» **Directions for this task**: If a line below contains the string "player", return that line.

» **Records**:
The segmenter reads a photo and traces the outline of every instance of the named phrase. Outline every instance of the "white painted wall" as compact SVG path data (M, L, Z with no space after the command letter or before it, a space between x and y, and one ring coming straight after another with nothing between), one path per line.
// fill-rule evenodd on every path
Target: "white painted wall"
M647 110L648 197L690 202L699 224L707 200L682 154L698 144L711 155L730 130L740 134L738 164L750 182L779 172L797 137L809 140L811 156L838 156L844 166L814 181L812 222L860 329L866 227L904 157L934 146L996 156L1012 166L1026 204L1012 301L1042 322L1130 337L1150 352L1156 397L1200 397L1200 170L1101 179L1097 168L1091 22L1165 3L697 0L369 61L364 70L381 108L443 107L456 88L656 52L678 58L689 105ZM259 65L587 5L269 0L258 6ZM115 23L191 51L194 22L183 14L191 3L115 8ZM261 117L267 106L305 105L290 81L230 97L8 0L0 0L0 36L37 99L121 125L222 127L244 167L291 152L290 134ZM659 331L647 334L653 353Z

---

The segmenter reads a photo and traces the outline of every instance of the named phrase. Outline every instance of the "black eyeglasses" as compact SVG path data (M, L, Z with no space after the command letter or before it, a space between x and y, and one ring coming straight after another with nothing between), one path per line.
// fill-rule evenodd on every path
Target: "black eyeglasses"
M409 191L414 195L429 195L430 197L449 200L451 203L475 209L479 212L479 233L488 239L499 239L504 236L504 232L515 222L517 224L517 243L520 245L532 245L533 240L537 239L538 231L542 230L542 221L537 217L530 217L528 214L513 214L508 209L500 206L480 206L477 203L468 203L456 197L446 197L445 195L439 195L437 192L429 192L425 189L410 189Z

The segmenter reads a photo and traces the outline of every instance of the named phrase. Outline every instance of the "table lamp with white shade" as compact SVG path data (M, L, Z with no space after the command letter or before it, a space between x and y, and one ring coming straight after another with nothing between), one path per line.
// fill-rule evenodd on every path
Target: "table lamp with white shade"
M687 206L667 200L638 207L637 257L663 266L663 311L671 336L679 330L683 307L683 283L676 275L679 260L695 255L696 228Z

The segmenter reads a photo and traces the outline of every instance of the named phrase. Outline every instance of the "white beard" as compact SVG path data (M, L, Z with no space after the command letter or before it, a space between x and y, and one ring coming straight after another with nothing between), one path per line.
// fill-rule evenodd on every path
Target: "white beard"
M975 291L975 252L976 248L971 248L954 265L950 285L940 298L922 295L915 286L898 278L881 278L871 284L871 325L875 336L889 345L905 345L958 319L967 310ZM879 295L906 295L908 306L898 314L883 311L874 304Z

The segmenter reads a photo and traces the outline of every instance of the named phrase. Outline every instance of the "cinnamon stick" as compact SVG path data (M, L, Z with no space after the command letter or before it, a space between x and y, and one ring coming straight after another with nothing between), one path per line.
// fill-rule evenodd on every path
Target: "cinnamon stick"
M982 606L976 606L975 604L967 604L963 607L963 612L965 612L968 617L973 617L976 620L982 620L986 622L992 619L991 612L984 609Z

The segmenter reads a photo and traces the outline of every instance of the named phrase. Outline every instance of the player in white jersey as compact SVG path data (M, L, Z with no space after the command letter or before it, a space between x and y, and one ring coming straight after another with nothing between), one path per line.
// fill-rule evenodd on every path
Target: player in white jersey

» **Answer for this exercise**:
The segmenter reads a photo and traces the outline of every instance of the named phrase. Outline every instance of the player in white jersey as compact SVG path data (M, L, Z with no space after the command letter or before it, a space between x and y, and one ring coming straight after another with nothing between), one path per line.
Target: player in white jersey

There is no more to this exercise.